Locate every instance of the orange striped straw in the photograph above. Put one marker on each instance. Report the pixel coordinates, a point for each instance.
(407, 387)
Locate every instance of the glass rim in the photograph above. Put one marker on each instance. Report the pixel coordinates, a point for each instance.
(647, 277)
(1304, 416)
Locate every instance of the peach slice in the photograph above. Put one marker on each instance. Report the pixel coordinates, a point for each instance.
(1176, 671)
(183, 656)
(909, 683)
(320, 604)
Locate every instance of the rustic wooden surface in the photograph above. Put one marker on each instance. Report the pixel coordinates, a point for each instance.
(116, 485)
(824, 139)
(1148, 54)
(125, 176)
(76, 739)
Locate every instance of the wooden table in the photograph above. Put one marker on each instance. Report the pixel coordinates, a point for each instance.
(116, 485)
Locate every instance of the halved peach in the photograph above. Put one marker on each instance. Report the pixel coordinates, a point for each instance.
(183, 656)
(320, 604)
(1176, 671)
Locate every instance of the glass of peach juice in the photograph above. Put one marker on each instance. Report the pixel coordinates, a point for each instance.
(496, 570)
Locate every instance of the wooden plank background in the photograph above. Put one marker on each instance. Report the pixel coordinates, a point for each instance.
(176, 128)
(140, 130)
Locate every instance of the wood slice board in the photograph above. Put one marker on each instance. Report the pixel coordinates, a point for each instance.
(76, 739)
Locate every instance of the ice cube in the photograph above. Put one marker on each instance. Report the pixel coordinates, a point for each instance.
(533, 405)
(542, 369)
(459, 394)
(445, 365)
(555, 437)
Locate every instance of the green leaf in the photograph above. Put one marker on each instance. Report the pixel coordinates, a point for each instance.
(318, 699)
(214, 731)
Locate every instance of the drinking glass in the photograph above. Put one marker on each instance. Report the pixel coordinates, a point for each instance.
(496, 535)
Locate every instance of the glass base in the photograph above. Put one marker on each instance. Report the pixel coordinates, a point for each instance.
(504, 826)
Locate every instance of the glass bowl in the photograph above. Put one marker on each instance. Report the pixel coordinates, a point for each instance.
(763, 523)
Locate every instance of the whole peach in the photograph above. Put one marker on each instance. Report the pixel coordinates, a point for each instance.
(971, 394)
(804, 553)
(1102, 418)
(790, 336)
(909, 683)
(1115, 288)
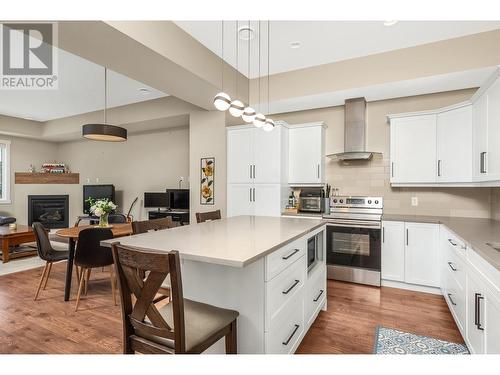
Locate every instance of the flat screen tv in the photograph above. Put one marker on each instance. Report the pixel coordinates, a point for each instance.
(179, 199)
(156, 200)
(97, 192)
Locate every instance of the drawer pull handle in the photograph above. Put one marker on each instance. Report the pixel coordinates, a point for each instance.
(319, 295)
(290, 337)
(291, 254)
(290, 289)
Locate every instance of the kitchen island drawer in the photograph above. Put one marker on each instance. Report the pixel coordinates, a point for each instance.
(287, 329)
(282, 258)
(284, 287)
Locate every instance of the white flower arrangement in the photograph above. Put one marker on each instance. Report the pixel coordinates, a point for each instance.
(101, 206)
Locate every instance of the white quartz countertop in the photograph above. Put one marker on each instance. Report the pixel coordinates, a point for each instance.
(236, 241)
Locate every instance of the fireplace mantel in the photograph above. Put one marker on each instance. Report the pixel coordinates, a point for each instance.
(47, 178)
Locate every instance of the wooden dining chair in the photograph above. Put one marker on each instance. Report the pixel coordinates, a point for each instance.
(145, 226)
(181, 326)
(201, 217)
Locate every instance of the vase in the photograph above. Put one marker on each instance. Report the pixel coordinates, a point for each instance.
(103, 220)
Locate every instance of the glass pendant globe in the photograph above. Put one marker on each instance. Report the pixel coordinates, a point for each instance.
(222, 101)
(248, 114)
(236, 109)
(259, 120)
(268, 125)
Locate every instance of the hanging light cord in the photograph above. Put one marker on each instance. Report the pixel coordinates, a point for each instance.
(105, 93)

- Work to complete
Send back the entries above exactly. Skip the images.

- Output for this exercise
Locate every instance of the orange striped straw in the photograph above. Put one marker on each instance. Report the pixel coordinates, a point for each instance.
(407, 387)
Locate every instance of the glass rim in the photograph above. Put one marker on each instance. Report the pixel coordinates, a point for each instance.
(647, 277)
(1304, 416)
Locate every instance of the peach slice in the photograph above. Put one marker on each instance. Report the pixel coordinates, a point for each instance.
(1176, 671)
(183, 656)
(909, 683)
(320, 604)
Locate every instance of the rustic wooden surface in the photograph above. Put one marker on each instance. Report the pixel coordinates, a point for each instance.
(116, 485)
(824, 139)
(1148, 54)
(125, 176)
(76, 739)
Locate every instance of the wooden table in the photograph above. Put one marker on each instance. Report the pixel coordinates, a point for each instance.
(116, 485)
Locate every instance of the halved peach in the photograph above. Put one marker on each instance. Report the pixel coordinates, a point for each instance.
(183, 656)
(320, 604)
(1176, 671)
Locate every instance of the glass of peach juice in the photograph above. Put one marker on each instance. Report the pixel coordinates, a point for each instance.
(496, 570)
Locate every instance of the wooden plank background in the photograph above. Put one marker on each instance. Report the pixel coordinates, a point for each instance.
(176, 128)
(140, 130)
Locate every instance of the wood slice board in the photograph above. Put one marker on each instance. Report the pixel coordinates, a point for each instance.
(76, 739)
Locate every instance of the ice cube in the photograph above. Put one marker on each instance. Report the pixel coordinates, a point for each instance.
(533, 405)
(542, 369)
(459, 394)
(445, 365)
(555, 437)
Locate every instance of the green leaf in the photograph above. Put one marker on each instance. Report the pixel coordinates, a point for each instance.
(318, 699)
(214, 731)
Locate every instance of the drinking glass in the photograph above. Put one marker on each instance. Report the pixel coordinates, a point for each instance.
(496, 535)
Locate every instance of the glass base in the photograph above. Put one marker on each instance. Report the pixel coordinates, a point for each instance.
(504, 826)
Locate every instance of the glass bowl in the photograph above. Put one marker on each instance. Report the pixel coordinates, a point for each instance.
(763, 523)
Locate every instance of the whole peach in the photograph above. Put one marker on each instance. Report the pixel coordinates, a point for each instance.
(971, 394)
(804, 553)
(1102, 418)
(790, 336)
(909, 683)
(1115, 288)
Locate every instance of the flat screen tv in the photograph above. Put one marker on each instance. Report the pixel coordinates, a point for each instance.
(179, 199)
(156, 200)
(97, 192)
Locate every instance of the drawer pull handle in the photograph above. Put one marker on each instance. Report the pixel coordinates, a point for each instance.
(319, 295)
(290, 337)
(291, 254)
(290, 289)
Locate every instance of the kitchen island drawer in the photograph above. Put one marker on each instance. Report the pixel coordinates, a point for each instance.
(287, 329)
(282, 258)
(284, 287)
Locate every instance of the white flower arrangement in the photograph above. Put one marker on each instance. Report the pixel coordinates, a point for each instance.
(101, 206)
Locate every instance of the white quartz countertop in the photograph above. Put one marker on each instance. Report the pixel coordinates, a point for each instance.
(236, 241)
Locate every instance of the fireplace mantel in the photograph above. Put one marker on each instance. Report the pixel coordinates, a point for each instance.
(47, 178)
Locate every instance of the wooden dining chair in the photograph above. Put one marker on each instance. Report the pixel coordinates, a point for each instance.
(145, 226)
(181, 326)
(201, 217)
Locate every instance of the vase in the photograph above. Put one marker on each instance. Report the pixel coordinates, a point for each instance.
(103, 220)
Locate every instance of the glass pendant globe in the photograph above. Put one marker on each instance. Report the pixel coordinates, a point for each instance.
(222, 101)
(248, 114)
(236, 109)
(259, 120)
(268, 125)
Locate every instance of the hanging light cord in the photograph above. Put one marker on each instance. Report the pixel coordinates, a point for each instance.
(105, 93)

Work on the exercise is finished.